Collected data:
------------------------------------------------------------------------
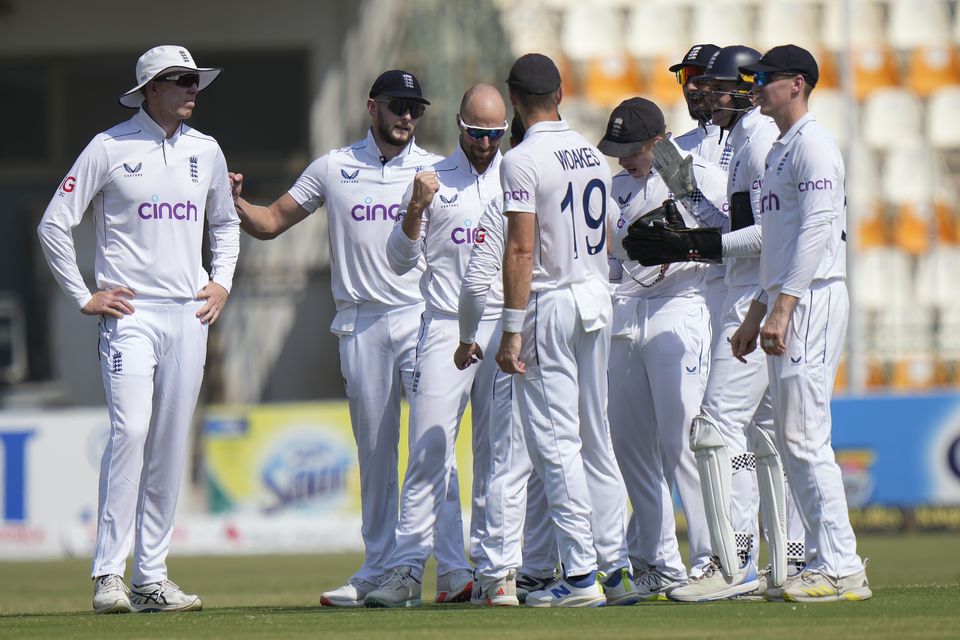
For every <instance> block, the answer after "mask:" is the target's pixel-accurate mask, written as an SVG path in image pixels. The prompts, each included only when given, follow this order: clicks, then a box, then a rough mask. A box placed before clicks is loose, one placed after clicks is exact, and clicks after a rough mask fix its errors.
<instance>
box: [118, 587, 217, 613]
mask: <svg viewBox="0 0 960 640" xmlns="http://www.w3.org/2000/svg"><path fill="white" fill-rule="evenodd" d="M130 602H131V604H132V605H133V610H134V611H136V612H137V613H152V612H155V611H200V610H201V609H203V601H202V600H201V599H200V598H199V597H198V596H195V595H191V594H188V593H184V592H183V589H181V588H180V587H178V586H177V585H176V583H174V582H171V581H170V580H162V581H160V582H151V583H149V584H143V585H139V586H138V585H133V589H132V590H131V592H130Z"/></svg>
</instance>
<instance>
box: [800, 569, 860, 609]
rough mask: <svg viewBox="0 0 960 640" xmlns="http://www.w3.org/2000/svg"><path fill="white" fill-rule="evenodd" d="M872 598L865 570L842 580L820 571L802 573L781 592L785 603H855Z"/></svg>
mask: <svg viewBox="0 0 960 640" xmlns="http://www.w3.org/2000/svg"><path fill="white" fill-rule="evenodd" d="M872 596H873V592H872V591H871V590H870V583H869V582H868V581H867V571H866V569H865V568H864V569H861V570H860V571H858V572H856V573H855V574H853V575H850V576H846V577H844V578H835V577H833V576H828V575H827V574H825V573H821V572H820V571H804V572H803V573H801V574H800V577H799V579H797V580H793V581H791V582H790V585H789V586H786V588H785V589H784V592H783V599H784V600H786V601H787V602H838V601H840V600H851V601H856V600H869V599H870V598H871V597H872Z"/></svg>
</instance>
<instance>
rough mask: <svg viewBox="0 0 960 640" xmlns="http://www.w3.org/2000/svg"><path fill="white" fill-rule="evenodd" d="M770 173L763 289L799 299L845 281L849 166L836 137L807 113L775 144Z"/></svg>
mask: <svg viewBox="0 0 960 640" xmlns="http://www.w3.org/2000/svg"><path fill="white" fill-rule="evenodd" d="M765 169H766V170H765V172H764V174H763V184H762V193H761V196H760V212H761V215H763V251H762V252H761V254H760V276H761V284H762V285H763V288H764V290H765V291H766V292H767V294H768V295H769V296H773V297H774V298H775V297H776V295H777V294H778V293H786V294H789V295H792V296H797V297H800V296H802V295H803V294H804V293H805V292H806V291H807V290H808V289H809V288H810V284H811V283H812V282H814V281H818V280H820V281H822V280H829V279H831V278H844V277H846V242H845V241H844V238H845V232H846V224H847V212H846V200H845V198H846V196H845V193H844V186H843V181H844V166H843V157H842V156H841V155H840V149H839V148H838V147H837V143H836V142H835V141H834V139H833V137H832V136H831V135H830V134H829V133H828V132H827V130H826V129H824V128H823V127H821V126H820V124H819V123H818V122H817V121H816V120H815V119H814V117H813V114H810V113H808V114H806V115H805V116H803V117H802V118H800V120H798V121H797V122H796V123H795V124H794V125H793V126H792V127H790V130H789V131H787V132H786V133H785V134H783V136H782V137H781V138H780V139H778V140H776V141H774V143H773V146H772V147H771V148H770V153H769V154H768V155H767V161H766V167H765ZM772 301H773V300H772V299H771V302H772Z"/></svg>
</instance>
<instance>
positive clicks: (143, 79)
mask: <svg viewBox="0 0 960 640" xmlns="http://www.w3.org/2000/svg"><path fill="white" fill-rule="evenodd" d="M175 71H192V72H194V73H198V74H200V85H199V87H198V89H197V90H198V91H202V90H203V89H206V88H207V87H208V86H210V83H211V82H213V81H214V80H215V79H216V78H217V76H218V75H220V72H221V71H223V69H220V68H209V69H201V68H199V67H197V63H195V62H194V61H193V56H191V55H190V52H189V51H187V50H186V49H185V48H183V47H179V46H177V45H171V44H165V45H161V46H159V47H154V48H153V49H150V50H149V51H147V52H146V53H145V54H143V55H142V56H140V59H139V60H137V82H139V84H138V85H137V86H135V87H134V88H133V89H130V91H127V92H126V93H125V94H123V95H122V96H120V97H119V98H118V100H119V101H120V104H122V105H123V106H125V107H129V108H131V109H138V108H139V107H140V104H141V103H143V94H142V93H141V92H140V89H141V88H142V87H143V86H144V85H145V84H147V83H148V82H150V81H151V80H153V79H155V78H156V77H157V76H160V75H166V74H168V73H172V72H175Z"/></svg>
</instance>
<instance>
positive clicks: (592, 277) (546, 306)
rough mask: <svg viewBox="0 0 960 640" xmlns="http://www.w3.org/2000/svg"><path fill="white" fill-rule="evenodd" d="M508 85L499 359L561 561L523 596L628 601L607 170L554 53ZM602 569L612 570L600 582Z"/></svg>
mask: <svg viewBox="0 0 960 640" xmlns="http://www.w3.org/2000/svg"><path fill="white" fill-rule="evenodd" d="M507 84H508V86H509V88H510V102H511V104H513V106H514V109H515V110H516V111H517V113H519V115H520V117H521V118H522V120H523V123H524V125H525V126H526V128H527V133H526V137H525V138H524V140H523V142H522V143H521V144H520V145H519V146H517V147H516V148H515V149H513V150H511V151H510V153H509V154H507V155H506V157H505V158H504V161H503V166H502V183H503V191H504V205H503V208H504V211H505V215H506V217H507V219H508V230H507V241H506V245H505V246H506V248H505V252H504V268H503V282H504V309H503V335H502V337H501V339H500V348H499V352H498V353H497V362H498V364H499V365H500V368H501V369H502V370H503V371H504V372H506V373H510V374H518V377H519V381H518V385H517V386H518V390H519V394H518V395H519V402H520V407H521V415H523V416H524V429H525V433H526V437H527V445H528V450H529V453H530V457H531V460H532V461H533V465H534V468H535V469H536V471H537V473H538V474H539V475H540V477H541V478H542V479H543V483H544V486H545V488H546V492H547V501H548V502H549V504H550V513H551V517H552V519H553V521H554V525H555V526H556V529H557V540H558V546H559V550H560V558H561V563H562V566H563V575H562V576H561V577H559V578H558V579H557V580H556V581H555V582H553V583H552V584H551V585H550V586H548V587H547V588H546V589H543V590H541V591H535V592H533V593H530V594H529V595H528V596H527V598H526V604H527V605H530V606H535V607H567V606H575V607H592V606H600V605H603V604H606V603H609V604H616V603H622V604H628V603H633V602H636V601H637V597H636V593H635V589H634V588H633V583H632V580H631V575H630V568H629V558H628V556H627V547H626V540H625V528H626V491H625V489H624V486H623V478H622V477H621V476H620V470H619V469H618V468H617V464H616V460H615V458H614V455H613V448H612V445H611V442H610V431H609V427H608V424H607V417H606V406H607V377H606V369H607V359H608V354H609V348H610V342H609V341H610V311H611V306H610V295H609V293H608V291H607V284H606V281H607V271H608V267H607V248H606V246H605V244H606V241H607V220H606V216H607V210H608V206H609V205H608V200H609V194H610V170H609V168H608V167H607V164H606V162H605V160H604V159H603V158H602V156H601V155H600V152H599V151H598V150H597V148H596V147H595V146H593V145H592V144H590V143H589V142H587V141H586V140H585V139H584V138H583V136H581V135H579V134H578V133H575V132H574V131H571V130H570V128H569V127H568V126H567V124H566V122H564V121H563V120H562V119H561V118H560V115H559V113H558V111H557V109H558V105H559V103H560V101H561V99H562V96H563V92H562V90H561V88H560V73H559V71H558V70H557V67H556V65H555V64H554V63H553V61H552V60H550V59H549V58H548V57H546V56H543V55H541V54H536V53H533V54H527V55H524V56H521V57H520V58H519V59H518V60H517V61H516V62H515V63H514V64H513V67H512V68H511V70H510V75H509V78H508V79H507ZM598 569H599V570H601V571H603V572H604V573H605V574H606V575H607V576H608V578H607V579H606V581H605V583H604V589H603V590H601V587H600V585H599V583H598V581H597V570H598ZM604 592H605V593H604Z"/></svg>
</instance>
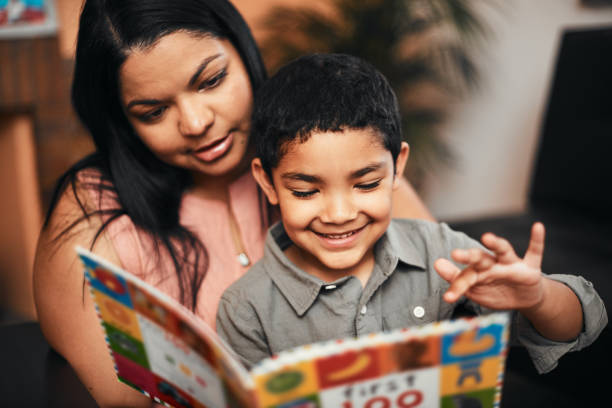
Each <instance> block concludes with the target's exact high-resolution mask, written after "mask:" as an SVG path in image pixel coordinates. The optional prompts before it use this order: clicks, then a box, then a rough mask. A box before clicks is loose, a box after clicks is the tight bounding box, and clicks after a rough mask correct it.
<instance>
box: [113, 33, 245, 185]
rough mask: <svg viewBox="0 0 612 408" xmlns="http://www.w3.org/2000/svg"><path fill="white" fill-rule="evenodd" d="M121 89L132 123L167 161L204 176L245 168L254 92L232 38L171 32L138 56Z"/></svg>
mask: <svg viewBox="0 0 612 408" xmlns="http://www.w3.org/2000/svg"><path fill="white" fill-rule="evenodd" d="M120 86H121V99H122V103H123V107H124V109H125V112H126V115H127V117H128V120H129V121H130V123H131V124H132V126H133V128H134V130H135V131H136V133H137V134H138V135H139V136H140V138H141V139H142V141H143V142H144V143H145V144H146V145H147V146H148V147H149V148H150V149H151V151H153V153H154V154H155V155H156V156H157V157H158V158H159V159H161V160H162V161H164V162H166V163H168V164H171V165H174V166H178V167H182V168H184V169H187V170H190V171H191V172H193V173H194V175H195V176H196V177H199V178H201V177H204V178H206V177H212V176H227V175H234V174H237V173H238V172H241V171H242V170H243V165H245V163H247V160H248V158H246V157H245V156H246V151H247V146H248V139H249V128H250V119H251V108H252V104H253V94H252V89H251V82H250V80H249V76H248V73H247V71H246V68H245V66H244V64H243V62H242V59H241V58H240V55H239V54H238V52H237V51H236V49H235V48H234V47H233V45H232V44H231V43H230V42H229V41H227V40H223V39H216V38H213V37H211V36H208V35H206V36H204V35H198V34H193V33H188V32H175V33H172V34H168V35H166V36H164V37H162V38H161V39H160V40H159V41H158V42H156V43H155V44H154V45H153V46H151V47H148V48H142V49H134V50H133V51H131V52H130V55H129V56H128V57H127V59H126V61H125V63H124V64H123V66H122V67H121V70H120Z"/></svg>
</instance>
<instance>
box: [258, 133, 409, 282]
mask: <svg viewBox="0 0 612 408" xmlns="http://www.w3.org/2000/svg"><path fill="white" fill-rule="evenodd" d="M286 147H287V149H286V153H285V154H284V156H283V157H282V158H281V159H280V161H279V163H278V166H277V167H276V168H273V169H272V178H273V180H272V181H273V185H270V184H269V182H268V183H265V182H263V183H262V182H261V181H260V180H261V177H260V176H261V175H262V174H263V170H261V167H259V169H260V170H257V167H258V166H253V167H254V173H255V176H256V178H257V179H258V181H259V182H260V185H262V188H263V189H264V191H265V193H266V195H267V196H268V199H269V200H270V202H271V203H272V204H278V205H279V206H280V210H281V219H282V222H283V225H284V227H285V231H286V232H287V235H288V236H289V238H291V241H292V242H293V243H294V244H295V245H294V246H292V247H290V248H289V249H288V250H287V251H286V254H287V256H288V257H289V259H291V261H293V262H294V263H295V264H296V265H297V266H299V267H301V268H302V269H303V270H305V271H307V272H309V273H311V274H314V275H316V276H318V277H320V278H323V279H324V280H334V279H337V278H339V277H342V276H344V275H348V274H351V275H356V274H358V273H364V272H365V273H366V274H369V271H363V270H362V269H363V268H371V267H372V266H373V246H374V244H375V243H376V241H377V240H378V239H379V238H380V237H381V236H382V235H383V233H384V232H385V230H386V229H387V227H388V225H389V222H390V220H391V195H392V190H393V189H395V188H396V187H397V185H398V178H399V176H398V175H401V174H402V172H403V169H404V166H405V163H406V159H407V157H408V145H407V144H405V143H403V145H402V150H401V152H400V155H399V157H398V159H397V163H396V166H395V174H394V165H393V164H394V163H393V158H392V155H391V152H390V151H389V150H387V149H386V148H385V147H384V145H383V141H382V138H381V136H380V135H379V134H378V133H377V131H375V130H374V129H372V128H370V127H368V128H364V129H346V130H344V131H341V132H314V133H312V134H311V135H310V137H309V139H308V140H307V141H306V142H304V143H300V141H299V139H295V140H294V141H293V142H290V144H289V145H288V146H286ZM256 160H257V159H256ZM258 172H259V173H260V174H259V176H258V175H257V173H258ZM266 184H267V185H266Z"/></svg>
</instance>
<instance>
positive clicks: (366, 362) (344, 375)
------------------------------------------------------------------------
* Written task
Convert the lines running from the start of the entries through the line that contains "box: [118, 587, 217, 613]" into a JSON list of strings, one per line, skipping blank lines and leaving the pictures out.

* Answer area
[
  "For every <instance> block, the answer after \"mask:\" is the target's pixel-accurate mask, written as an SVG path in image pixels. The prompts, each included only when given, follow this order: clicks, then a box, then a rough mask. A box placed before clicks is loose, one placed after clicks is exact, and clicks after a rough mask fix its errors.",
  "<instance>",
  "box: [118, 587, 217, 613]"
]